**Exercise prompt:**
Transcribe the passage about superhero films and shows below, starting at the words "Since the superhero" and stopping after the words "the Batman movies.".

**Selected passage:**
»»
Photo via Creative Commons.

Photo via Creative Commons.

Since the superhero movie came into prominence with films such as “The Dark Knight” and “Iron Man” there has been a push to make the heroes that were once godly, more human. Give them flaws, and make the movies more gritty and realistic. Christopher Nolan’s “Dark Knight” trilogy did that, and Marvel for the most part still made their superhero movies light-hearted, at least when compared to the Batman movies.

As more movies were made, especially by Marvel, they started to combine genres. “The Winter Soldier” was part superhero and part political thriller, but it was still family friendly. Then, Netflix teamed up with Marvel and made “Daredevil.”

Similar to the comics about the character, the “Daredevil” show was dark, gritty and met with very high praise. However, “Daredevil” was the start of something bigger: a street level hero project similar to The Avengers. The second show was released one week before Thanksgiving, called “Jessica Jones.”

“Jessica Jones,” like “Daredevil,” is very dark. However, unlike “Daredevil,” it is even more adult. This tone is because the show is about a former superhero who decides to quit the hero business because of her dark and broken past.
««
**Data entries:**
»»
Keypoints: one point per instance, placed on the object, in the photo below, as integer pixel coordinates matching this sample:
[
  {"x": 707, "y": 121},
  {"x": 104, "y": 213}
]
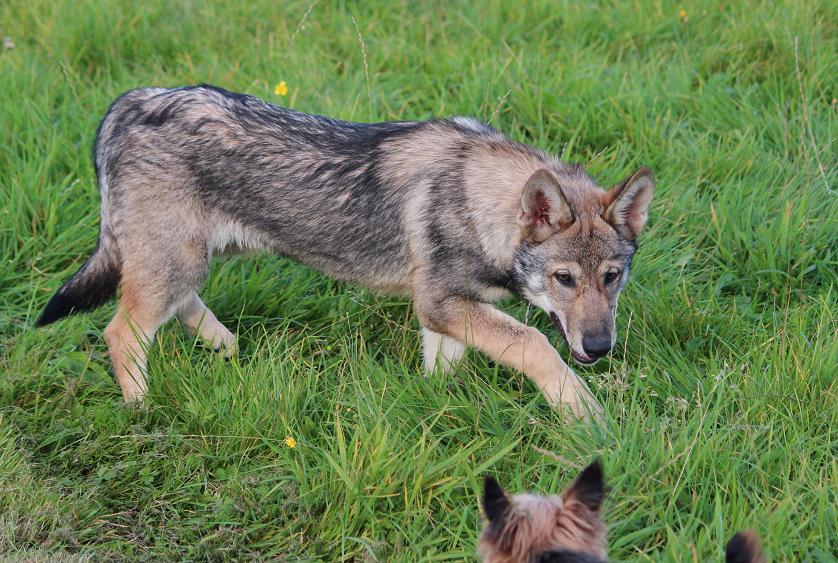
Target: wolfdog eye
[
  {"x": 565, "y": 279},
  {"x": 611, "y": 277}
]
««
**Written solution:**
Since the superhero movie came into prominence with films such as “The Dark Knight” and “Iron Man” there has been a push to make the heroes that were once godly, more human. Give them flaws, and make the movies more gritty and realistic. Christopher Nolan’s “Dark Knight” trilogy did that, and Marvel for the most part still made their superhero movies light-hearted, at least when compared to the Batman movies.